What you should do -
Can you print every record below exactly as written?

Data for this task -
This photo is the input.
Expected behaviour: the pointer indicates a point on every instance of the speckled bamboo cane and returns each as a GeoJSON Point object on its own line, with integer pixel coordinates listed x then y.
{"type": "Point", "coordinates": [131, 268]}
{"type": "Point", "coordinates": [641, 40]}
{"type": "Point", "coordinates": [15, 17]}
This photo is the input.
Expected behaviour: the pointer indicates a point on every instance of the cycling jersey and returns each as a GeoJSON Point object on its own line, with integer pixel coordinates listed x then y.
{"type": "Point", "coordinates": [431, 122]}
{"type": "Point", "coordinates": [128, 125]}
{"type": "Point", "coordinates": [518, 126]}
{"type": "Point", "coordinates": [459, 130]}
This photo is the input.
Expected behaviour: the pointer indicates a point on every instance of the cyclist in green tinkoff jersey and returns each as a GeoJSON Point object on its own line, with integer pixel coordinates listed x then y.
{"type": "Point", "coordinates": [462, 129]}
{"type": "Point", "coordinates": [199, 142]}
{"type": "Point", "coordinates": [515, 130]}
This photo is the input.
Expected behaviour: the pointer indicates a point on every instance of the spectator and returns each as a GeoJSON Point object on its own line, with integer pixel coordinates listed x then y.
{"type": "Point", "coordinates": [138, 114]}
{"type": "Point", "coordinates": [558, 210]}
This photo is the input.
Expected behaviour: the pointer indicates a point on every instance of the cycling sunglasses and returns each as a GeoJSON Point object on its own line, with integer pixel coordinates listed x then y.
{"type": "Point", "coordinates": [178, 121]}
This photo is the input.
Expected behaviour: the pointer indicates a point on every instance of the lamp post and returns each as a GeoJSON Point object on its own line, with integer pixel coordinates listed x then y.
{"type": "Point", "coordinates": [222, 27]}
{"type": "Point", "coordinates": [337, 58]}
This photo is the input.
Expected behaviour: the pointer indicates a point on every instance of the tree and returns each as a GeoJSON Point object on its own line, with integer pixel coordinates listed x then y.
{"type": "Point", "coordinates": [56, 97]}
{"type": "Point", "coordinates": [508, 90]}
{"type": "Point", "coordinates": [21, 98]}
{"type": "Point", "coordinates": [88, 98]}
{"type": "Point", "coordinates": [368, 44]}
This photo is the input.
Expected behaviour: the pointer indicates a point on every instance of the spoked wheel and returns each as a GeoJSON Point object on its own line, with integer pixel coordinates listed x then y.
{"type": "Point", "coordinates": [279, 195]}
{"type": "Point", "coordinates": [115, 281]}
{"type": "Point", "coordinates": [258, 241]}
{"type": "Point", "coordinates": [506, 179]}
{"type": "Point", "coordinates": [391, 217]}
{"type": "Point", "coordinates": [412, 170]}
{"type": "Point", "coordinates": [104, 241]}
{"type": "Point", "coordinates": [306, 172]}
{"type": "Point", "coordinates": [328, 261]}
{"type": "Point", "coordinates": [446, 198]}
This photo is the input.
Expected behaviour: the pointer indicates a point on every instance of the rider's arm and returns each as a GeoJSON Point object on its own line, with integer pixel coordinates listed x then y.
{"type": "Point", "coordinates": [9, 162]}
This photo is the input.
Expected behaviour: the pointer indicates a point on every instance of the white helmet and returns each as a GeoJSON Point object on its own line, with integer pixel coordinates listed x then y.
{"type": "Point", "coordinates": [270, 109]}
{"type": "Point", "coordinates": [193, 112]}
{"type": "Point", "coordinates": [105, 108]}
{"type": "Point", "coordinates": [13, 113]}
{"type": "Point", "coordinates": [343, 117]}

Answer for the task -
This photo is the input.
Expected behaviour: the pointer indicates a point on every instance of the speckled bamboo cane and returns each as a GeoJSON Point object on its own line, with integer pixel coordinates listed x then y.
{"type": "Point", "coordinates": [131, 268]}
{"type": "Point", "coordinates": [641, 40]}
{"type": "Point", "coordinates": [15, 17]}
This photo is the input.
Expected behaviour: the pointer indicates a point on every instance of the cycling jersey and returns each as a GeoJSON Point object on its own line, with integer pixel coordinates listed x then y.
{"type": "Point", "coordinates": [431, 122]}
{"type": "Point", "coordinates": [128, 125]}
{"type": "Point", "coordinates": [518, 126]}
{"type": "Point", "coordinates": [459, 130]}
This photo is the input.
Expected behaviour: the pointer indicates a point on every instance of the cyclist in green tinkoff jersey and returns each as a GeoJSON Point object on its own line, with integer pixel coordinates listed x then y.
{"type": "Point", "coordinates": [462, 129]}
{"type": "Point", "coordinates": [199, 142]}
{"type": "Point", "coordinates": [515, 130]}
This photo is the input.
Expected behaviour: the pointer indicates a point on every instance of the spectator and returns each as a GeoJSON Point object on its own line, with integer pixel coordinates listed x then y.
{"type": "Point", "coordinates": [138, 114]}
{"type": "Point", "coordinates": [558, 210]}
This photo is the input.
Expected behaviour: the pointer indicates a point on every instance of the cycling sunglasses and returns each as a GeoJSON Point object on its own line, with integer pixel coordinates listed x then y.
{"type": "Point", "coordinates": [178, 121]}
This photo is the input.
Expected behaviour: the pointer indicates a point on every instance of the lamp post and returns each as a GeoJSON Point object on its own line, with integer pixel coordinates listed x then y.
{"type": "Point", "coordinates": [222, 27]}
{"type": "Point", "coordinates": [337, 58]}
This photo is the input.
Expected behaviour: the pointer indicates a point on every instance of the tree and returns each as a GeoJSON Point object on its own line, with integer pixel coordinates listed x then y.
{"type": "Point", "coordinates": [56, 97]}
{"type": "Point", "coordinates": [508, 90]}
{"type": "Point", "coordinates": [21, 98]}
{"type": "Point", "coordinates": [88, 98]}
{"type": "Point", "coordinates": [368, 44]}
This photo is the input.
Expected behaviour: the pointer indicates a point on every instance of the spoked wheel and returns each as a GeoJSON Point object on its own line, with integer pixel coordinates listed x then y.
{"type": "Point", "coordinates": [279, 195]}
{"type": "Point", "coordinates": [115, 281]}
{"type": "Point", "coordinates": [258, 241]}
{"type": "Point", "coordinates": [506, 179]}
{"type": "Point", "coordinates": [391, 217]}
{"type": "Point", "coordinates": [412, 170]}
{"type": "Point", "coordinates": [104, 241]}
{"type": "Point", "coordinates": [306, 172]}
{"type": "Point", "coordinates": [328, 261]}
{"type": "Point", "coordinates": [446, 198]}
This photo is the input.
Expected behaviour: the pointer indicates a point on every instance of the rider's arm and returns each as a GeoJSON Point object on its own line, with integer pixel coordinates listed x then y.
{"type": "Point", "coordinates": [9, 162]}
This photo is the input.
Expected behaviour: the pointer indicates a point on every instance of the white helmet and returns each as a GeoJSON Point object on its own line, with integer pixel coordinates listed x then y.
{"type": "Point", "coordinates": [270, 109]}
{"type": "Point", "coordinates": [193, 112]}
{"type": "Point", "coordinates": [105, 108]}
{"type": "Point", "coordinates": [13, 113]}
{"type": "Point", "coordinates": [343, 117]}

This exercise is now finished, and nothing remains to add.